▶ _理解度チェック_
A – 標準化に関する文章のうち、「無印良品は2000ページにも及ぶ」で始まる段落を、主な事実を残して箇条書きに書き直すこと。
B – 標準化に関する文章から、「レビュアー「これって、前のバ」を含む語句で書き始め、「に、一定の基準を定めること。」を書いたところで止めて、一字も変えずに書き写すこと。
··· 本文の一部
標準化のススメ


「天は人の上に人を造らず人の下に人を造らず」と言えり。

人は生まれながら平等であると言われているが、
現実には大きな差がある。それはなぜであろうか。
その理由は、標準化したか標準化しなかったかによるものである

職場で発生しがちな様々な問題

◆え!辞めちゃうの?あれできる人材いたかな?
ベテランのYさんがやめちゃいました。あの作業できるのYさんだけだったのに...
これから、どうしよう?

◆PJ炎上したんで新規メンバがやってきた。チームルールを教える時間がない。
プロジェクトが炎上したんで、増員した。
だけどチーム内のルール明文化してなかった、既存メンバーの成果物と統一取れてない。
チーム内のルールを教える時間がとれない。成果物チェック時に自分で修正したほうが早い。

◆前のバージョンの問題が再発する!
レビューにて....
レビュアー「これって、前のバージョンでも指摘したよね?何でまた同じ事になってるの?」
レビューイ「すみません。修正します。(そんなこと言われたって、その時まだこのチームにいなかっんですけど、、、)」

その問題、標準化で解決できるかもよ?

標準化とは?

実在又は潜在の問題に関し、与えられた状況の下で最大限の秩序を実現するため、共通かつ繰返し使用するための取決めを確立する活動。(ISO/IECガイド2)
 自由に放置すれば多様化、複雑化、無秩序化する事柄を少数化、単純化、秩序化する行動。具体的には、様々な「もの」や「事柄」について、「品質・性能の確保」、「安全性の確保」、「互換性の確保」、「試験・評価方法の統一」等を目的に、一定の基準を定めること。

出典:日本工業標準調査会ウェブサイト(https://www.jisc.go.jp/dictionary/index.html#50H04)

標準化の例)無印良品
無印良品は2000ページにも及ぶ社内業務マニュアルMUJIGRAMを作成。仕事のスキルやノウハウを蓄積。2001年38億円の赤字から見事V字回復。

◆え!辞めちゃうの?あれできる人材いたかな?
→作業手順を標準化してあれば、引き継ぎがスムーズになります。

◆PJ炎上したんで新規メンバがやってきた。チームルールを教える時間がない。
→チーム内ルールを標準化してあれば、新規メンバにチーム内ルールを教える手間が削減できます。

◆前のバージョンの問題が再発する!
→前バージョンで受けた指摘の再発防止策を標準に反映していれば、再発しません。
······
··· 資料の抜粋
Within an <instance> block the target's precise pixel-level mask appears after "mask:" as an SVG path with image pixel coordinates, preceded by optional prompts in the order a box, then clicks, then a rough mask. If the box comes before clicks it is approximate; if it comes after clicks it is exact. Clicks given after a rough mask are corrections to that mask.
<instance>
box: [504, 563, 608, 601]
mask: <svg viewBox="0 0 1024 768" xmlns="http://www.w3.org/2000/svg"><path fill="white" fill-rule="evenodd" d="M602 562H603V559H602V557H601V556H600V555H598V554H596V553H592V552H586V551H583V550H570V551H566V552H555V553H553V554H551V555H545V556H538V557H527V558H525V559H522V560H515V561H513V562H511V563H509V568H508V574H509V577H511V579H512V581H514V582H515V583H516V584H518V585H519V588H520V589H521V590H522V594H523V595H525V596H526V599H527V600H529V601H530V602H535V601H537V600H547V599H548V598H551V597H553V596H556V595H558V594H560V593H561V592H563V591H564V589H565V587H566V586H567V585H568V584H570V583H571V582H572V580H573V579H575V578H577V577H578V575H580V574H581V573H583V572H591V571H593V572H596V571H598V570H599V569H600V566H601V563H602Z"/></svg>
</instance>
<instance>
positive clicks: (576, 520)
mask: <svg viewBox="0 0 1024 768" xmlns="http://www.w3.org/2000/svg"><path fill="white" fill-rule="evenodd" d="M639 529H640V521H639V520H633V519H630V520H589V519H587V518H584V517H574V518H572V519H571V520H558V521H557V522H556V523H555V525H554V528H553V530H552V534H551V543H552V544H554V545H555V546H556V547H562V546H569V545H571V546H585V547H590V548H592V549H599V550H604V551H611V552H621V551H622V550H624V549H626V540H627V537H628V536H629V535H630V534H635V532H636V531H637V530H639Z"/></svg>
······
▶ _番号別の解答_
A –
- 無印良品は、2000ページに及ぶ社内業務マニュアルMUJIGRAMを作成した。
- 仕事のスキルやノウハウを蓄積した。
- 2001年の38億円の赤字からV字回復した。

B –
レビュアー「これって、前のバージョンでも指摘したよね?何でまた同じ事になってるの?」
レビューイ「すみません。修正します。(そんなこと言われたって、その時まだこのチームにいなかっんですけど、、、)」

その問題、標準化で解決できるかもよ?

標準化とは?

実在又は潜在の問題に関し、与えられた状況の下で最大限の秩序を実現するため、共通かつ繰返し使用するための取決めを確立する活動。(ISO/IECガイド2)
 自由に放置すれば多様化、複雑化、無秩序化する事柄を少数化、単純化、秩序化する行動。具体的には、様々な「もの」や「事柄」について、「品質・性能の確保」、「安全性の確保」、「互換性の確保」、「試験・評価方法の統一」等を目的に、一定の基準を定めること。